» Problems to solve
1. In the abstract on telephone-based digital triage, which tool was used to assess the quality of the studies?
2. Translate this sentence from the abstract on telephone-based digital triage into Spanish: "Three studies highlighted potential triage inconsistencies relating to under-triage."
3. From the abstract on telephone-based digital triage, extract the passage starting with "Telephone based digital triage is" and going on through "hours care setting.".

» Text block
-*-*-
Service user experience, clinical outcomes and service use associated with urgent care services that utilise telephone based digital triage: A systematic review

Talk Code: 
2A.4
Presenter: 
Vanashree Sexton
Co-authors: 
Prof. Jeremy Dale, Dr Carol Bryce, Dr Helen Atherton
Author institutions: 
University of Warwick

Problem

Telephone based digital triage is widely used by services that provide urgent care. This involves a call handler or clinician using a digital triage tool to automatically generate care advice, based on a patient’s symptoms. Despite wide adoption, there is limited evaluation of its impact on service user experience, service use and clinical outcomes. No previous systematic reviews have focussed on these outcomes in the urgent out of hours care setting.

Approach

Studies were identified through searches conducted in Medline, Embase, CINAHL, Web of Science and Scopus. All original study types were included. Quality assessment of studies was conducted using the Mixed Methods Appraisal Tool (MMAT); narrative synthesis was used to analyse findings.

Findings

Thirty one studies were included, most evaluated clinician led triage (n =26) and were of quantitative design (n=25). Studies evaluated change service use (including primary care, emergency department use, ambulance use, and emergency hospital admissions) following digital triage implementation; typically they reported a reduction or no change in service use. Studies that evaluated patient level service use showed mixed findings relating to patients’ subsequent service use and adherence with triage advice. Aside from hospitalisation rates of digitally triaged patients, no studies reported on clinical outcomes. Three studies highlighted potential triage inconsistencies relating to under-triage. Digital triage service users reported good satisfaction overall; two key themes related to callers’ need for assertiveness in order to receive care that they felt was appropriate and improved experience where services worked together.

Consequences

Interpreting success of digital triage is complex, with varying service level factors and varying health care systems internationally. There was no evidence of differences in safety or user experience between clinician and non-clinician led digital triage, meaning that this could be an effective model for countries to adopt. However, only four of the included studies investigated non-clinician led digital triage, and therefore further research into non-clinician led triage is important.Digital triage is central to telephone based care delivery, which is vital during pandemic situations. Further research into the following areas will help to improve digital triage tools and service delivery: 1) patient level service use and clinical outcomes related to digital triage, in order to better understand safety and potential triage inconsistencies 2) the effectiveness of non-clinician led digital triage and 3) more qualitative and mixed methods approaches to better understand patients’ adherence with triage advice and care needs in depth, which can feed into how service delivery can be improved.
-*-*-
» Image point grounding data
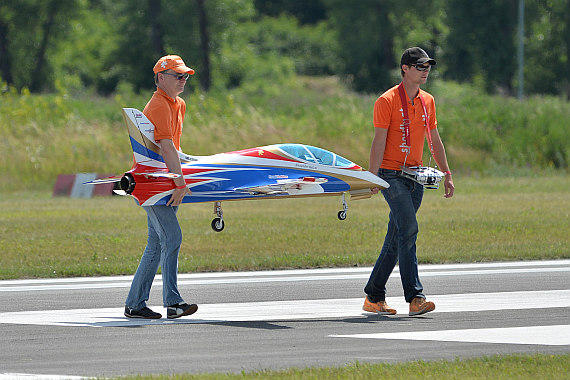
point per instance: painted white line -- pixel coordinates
(558, 335)
(286, 276)
(292, 310)
(29, 376)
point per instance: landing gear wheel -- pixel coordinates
(217, 224)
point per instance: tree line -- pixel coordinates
(49, 45)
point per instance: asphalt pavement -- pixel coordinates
(249, 321)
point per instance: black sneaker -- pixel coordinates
(144, 313)
(180, 310)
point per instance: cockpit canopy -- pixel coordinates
(313, 154)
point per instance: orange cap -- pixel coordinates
(172, 62)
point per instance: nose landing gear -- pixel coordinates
(342, 214)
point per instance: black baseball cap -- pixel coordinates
(416, 55)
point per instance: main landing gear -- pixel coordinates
(218, 223)
(342, 214)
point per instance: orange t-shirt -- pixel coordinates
(167, 116)
(388, 113)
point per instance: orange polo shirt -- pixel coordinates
(167, 116)
(388, 114)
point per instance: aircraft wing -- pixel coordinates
(284, 186)
(161, 175)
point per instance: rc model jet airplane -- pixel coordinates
(267, 172)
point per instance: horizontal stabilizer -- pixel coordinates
(161, 175)
(115, 178)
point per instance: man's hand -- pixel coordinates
(177, 196)
(448, 185)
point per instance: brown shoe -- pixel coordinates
(419, 305)
(381, 307)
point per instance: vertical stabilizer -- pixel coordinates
(141, 132)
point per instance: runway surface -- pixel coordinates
(70, 328)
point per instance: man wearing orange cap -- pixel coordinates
(165, 110)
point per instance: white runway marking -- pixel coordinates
(294, 310)
(535, 335)
(29, 376)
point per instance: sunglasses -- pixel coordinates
(178, 76)
(421, 67)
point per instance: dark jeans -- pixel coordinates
(404, 197)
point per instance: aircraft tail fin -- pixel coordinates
(141, 132)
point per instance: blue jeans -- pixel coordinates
(404, 198)
(163, 245)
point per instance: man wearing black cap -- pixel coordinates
(403, 116)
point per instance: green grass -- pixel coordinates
(538, 366)
(489, 219)
(51, 134)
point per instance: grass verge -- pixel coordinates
(538, 366)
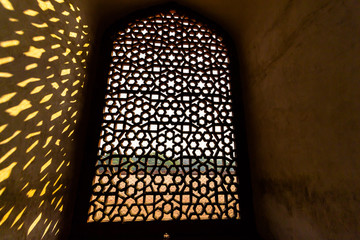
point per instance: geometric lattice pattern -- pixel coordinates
(166, 150)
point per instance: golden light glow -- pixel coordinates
(38, 38)
(32, 135)
(34, 52)
(5, 75)
(30, 12)
(32, 146)
(9, 43)
(14, 111)
(46, 98)
(34, 224)
(7, 5)
(7, 97)
(11, 137)
(18, 217)
(31, 115)
(6, 155)
(6, 60)
(44, 189)
(29, 162)
(54, 19)
(27, 81)
(5, 172)
(37, 89)
(45, 5)
(53, 58)
(6, 216)
(56, 115)
(31, 66)
(31, 193)
(33, 78)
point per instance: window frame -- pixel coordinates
(199, 229)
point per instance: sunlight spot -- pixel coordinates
(18, 217)
(32, 134)
(55, 36)
(56, 115)
(6, 216)
(2, 127)
(6, 60)
(32, 146)
(2, 190)
(20, 226)
(55, 85)
(47, 141)
(46, 229)
(42, 25)
(5, 75)
(65, 72)
(30, 193)
(34, 224)
(74, 93)
(31, 12)
(44, 189)
(60, 165)
(7, 97)
(67, 51)
(29, 80)
(11, 137)
(57, 189)
(57, 180)
(72, 7)
(9, 43)
(53, 58)
(24, 186)
(34, 52)
(73, 34)
(29, 162)
(45, 5)
(3, 158)
(14, 111)
(31, 115)
(73, 115)
(37, 89)
(66, 128)
(58, 203)
(46, 98)
(38, 38)
(54, 19)
(7, 5)
(31, 66)
(6, 172)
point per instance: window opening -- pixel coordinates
(166, 149)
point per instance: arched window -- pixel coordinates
(166, 149)
(166, 152)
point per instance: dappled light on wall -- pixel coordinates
(43, 53)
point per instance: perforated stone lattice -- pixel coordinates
(166, 150)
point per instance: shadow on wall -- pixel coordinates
(43, 52)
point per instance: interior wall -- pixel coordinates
(302, 106)
(43, 58)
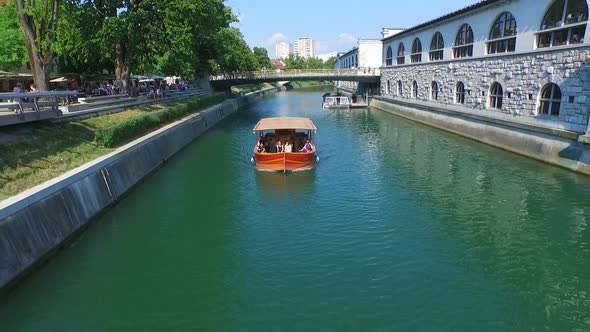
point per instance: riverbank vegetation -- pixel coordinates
(34, 153)
(248, 88)
(304, 84)
(185, 38)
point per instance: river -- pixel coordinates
(400, 227)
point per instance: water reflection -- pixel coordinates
(522, 220)
(285, 183)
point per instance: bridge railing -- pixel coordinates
(265, 74)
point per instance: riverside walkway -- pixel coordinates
(53, 105)
(356, 75)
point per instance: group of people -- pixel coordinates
(18, 88)
(287, 147)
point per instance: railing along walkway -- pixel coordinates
(287, 75)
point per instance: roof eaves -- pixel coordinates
(449, 16)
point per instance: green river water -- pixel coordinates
(400, 227)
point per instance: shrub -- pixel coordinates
(126, 130)
(136, 126)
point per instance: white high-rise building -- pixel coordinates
(282, 50)
(305, 48)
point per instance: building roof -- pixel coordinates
(464, 10)
(285, 123)
(354, 49)
(279, 64)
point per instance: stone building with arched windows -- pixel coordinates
(519, 61)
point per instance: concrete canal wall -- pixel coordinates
(554, 146)
(36, 223)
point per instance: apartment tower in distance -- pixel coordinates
(305, 48)
(282, 50)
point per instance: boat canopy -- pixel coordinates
(285, 123)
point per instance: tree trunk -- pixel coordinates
(122, 72)
(39, 40)
(38, 69)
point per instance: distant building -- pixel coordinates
(279, 65)
(388, 32)
(366, 58)
(282, 50)
(305, 48)
(524, 60)
(326, 56)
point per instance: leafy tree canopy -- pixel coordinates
(13, 54)
(262, 59)
(297, 62)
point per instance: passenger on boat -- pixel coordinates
(279, 146)
(308, 147)
(260, 147)
(288, 147)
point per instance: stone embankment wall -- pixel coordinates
(522, 76)
(553, 146)
(39, 221)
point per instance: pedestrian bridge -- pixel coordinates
(357, 75)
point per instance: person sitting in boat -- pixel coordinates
(288, 147)
(308, 147)
(279, 146)
(260, 147)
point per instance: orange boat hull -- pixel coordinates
(290, 161)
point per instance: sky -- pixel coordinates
(334, 25)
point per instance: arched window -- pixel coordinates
(416, 51)
(503, 34)
(566, 23)
(436, 47)
(464, 42)
(496, 96)
(401, 52)
(460, 93)
(434, 90)
(550, 99)
(389, 56)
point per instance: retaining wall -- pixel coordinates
(553, 146)
(35, 223)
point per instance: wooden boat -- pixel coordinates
(296, 131)
(336, 102)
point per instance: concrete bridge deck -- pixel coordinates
(356, 75)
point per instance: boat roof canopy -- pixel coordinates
(285, 123)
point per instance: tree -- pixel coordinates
(39, 24)
(330, 63)
(13, 54)
(295, 62)
(191, 34)
(80, 45)
(314, 63)
(262, 59)
(234, 54)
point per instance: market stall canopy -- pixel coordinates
(285, 123)
(60, 80)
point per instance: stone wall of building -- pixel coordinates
(347, 85)
(522, 77)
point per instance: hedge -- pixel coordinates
(136, 126)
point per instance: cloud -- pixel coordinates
(275, 38)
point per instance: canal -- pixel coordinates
(400, 227)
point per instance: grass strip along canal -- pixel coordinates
(34, 153)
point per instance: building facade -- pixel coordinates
(527, 60)
(366, 58)
(282, 50)
(305, 48)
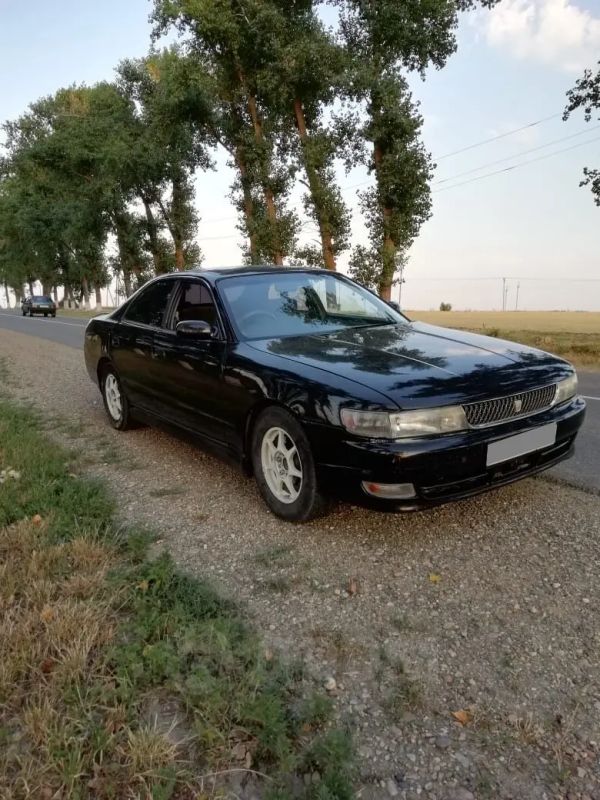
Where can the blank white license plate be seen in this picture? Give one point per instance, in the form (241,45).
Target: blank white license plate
(519,445)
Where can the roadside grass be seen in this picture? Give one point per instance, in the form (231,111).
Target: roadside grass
(571,335)
(80,313)
(120,676)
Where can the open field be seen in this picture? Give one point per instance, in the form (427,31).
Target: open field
(550,321)
(574,335)
(122,677)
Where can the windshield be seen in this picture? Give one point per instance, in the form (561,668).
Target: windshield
(299,303)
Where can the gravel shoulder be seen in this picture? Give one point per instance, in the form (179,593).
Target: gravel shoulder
(488,608)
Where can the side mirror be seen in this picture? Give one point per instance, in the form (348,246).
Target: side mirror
(195,328)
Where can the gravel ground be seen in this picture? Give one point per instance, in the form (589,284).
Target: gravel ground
(487,608)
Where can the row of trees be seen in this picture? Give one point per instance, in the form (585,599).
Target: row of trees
(109,169)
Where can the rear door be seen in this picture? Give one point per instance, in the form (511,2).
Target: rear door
(132,342)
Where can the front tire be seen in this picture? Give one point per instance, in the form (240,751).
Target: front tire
(284,467)
(116,404)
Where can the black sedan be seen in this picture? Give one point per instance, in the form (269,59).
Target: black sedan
(38,304)
(316,386)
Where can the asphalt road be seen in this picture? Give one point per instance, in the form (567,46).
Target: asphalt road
(583,470)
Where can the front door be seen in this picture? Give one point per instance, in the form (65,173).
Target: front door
(191,369)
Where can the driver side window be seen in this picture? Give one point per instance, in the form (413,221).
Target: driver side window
(196,303)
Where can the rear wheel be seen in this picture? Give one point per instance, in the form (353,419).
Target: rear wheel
(284,467)
(115,401)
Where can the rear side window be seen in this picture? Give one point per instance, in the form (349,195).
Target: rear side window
(195,303)
(149,307)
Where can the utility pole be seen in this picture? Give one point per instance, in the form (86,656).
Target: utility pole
(401,282)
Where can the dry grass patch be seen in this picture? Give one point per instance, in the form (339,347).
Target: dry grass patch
(94,633)
(574,335)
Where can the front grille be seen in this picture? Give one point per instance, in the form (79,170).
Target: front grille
(490,412)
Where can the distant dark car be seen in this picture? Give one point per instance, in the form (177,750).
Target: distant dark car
(38,304)
(315,386)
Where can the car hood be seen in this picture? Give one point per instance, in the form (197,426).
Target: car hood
(418,365)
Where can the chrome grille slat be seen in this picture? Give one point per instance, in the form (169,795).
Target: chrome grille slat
(503,409)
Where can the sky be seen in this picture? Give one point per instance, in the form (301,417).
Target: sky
(532,225)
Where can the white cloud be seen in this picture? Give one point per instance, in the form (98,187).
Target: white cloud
(555,32)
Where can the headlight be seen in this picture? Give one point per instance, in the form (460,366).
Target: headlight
(566,389)
(404,424)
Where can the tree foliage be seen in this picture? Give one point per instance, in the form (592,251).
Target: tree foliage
(586,95)
(100,180)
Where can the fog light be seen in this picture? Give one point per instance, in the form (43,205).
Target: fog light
(390,491)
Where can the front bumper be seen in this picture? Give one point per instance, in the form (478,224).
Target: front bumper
(441,468)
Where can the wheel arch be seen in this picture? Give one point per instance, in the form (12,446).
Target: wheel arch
(103,362)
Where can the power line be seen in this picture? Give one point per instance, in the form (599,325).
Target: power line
(470,278)
(496,138)
(516,166)
(517,155)
(473,146)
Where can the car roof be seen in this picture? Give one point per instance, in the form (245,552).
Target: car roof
(213,274)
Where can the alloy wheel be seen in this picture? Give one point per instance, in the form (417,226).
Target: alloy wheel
(281,465)
(112,393)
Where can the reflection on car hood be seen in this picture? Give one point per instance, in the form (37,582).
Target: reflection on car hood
(417,365)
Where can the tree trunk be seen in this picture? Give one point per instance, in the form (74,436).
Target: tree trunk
(152,236)
(127,282)
(248,203)
(316,190)
(268,191)
(85,289)
(175,225)
(388,249)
-*-*-
» Outputs for the tasks
1. The Mixed Methods Appraisal Tool (MMAT).

2. Tres estudios señalaron posibles inconsistencias en el triaje relacionadas con el infratriaje.

3.
Telephone based digital triage is widely used by services that provide urgent care. This involves a call handler or clinician using a digital triage tool to automatically generate care advice, based on a patient’s symptoms. Despite wide adoption, there is limited evaluation of its impact on service user experience, service use and clinical outcomes. No previous systematic reviews have focussed on these outcomes in the urgent out of hours care setting.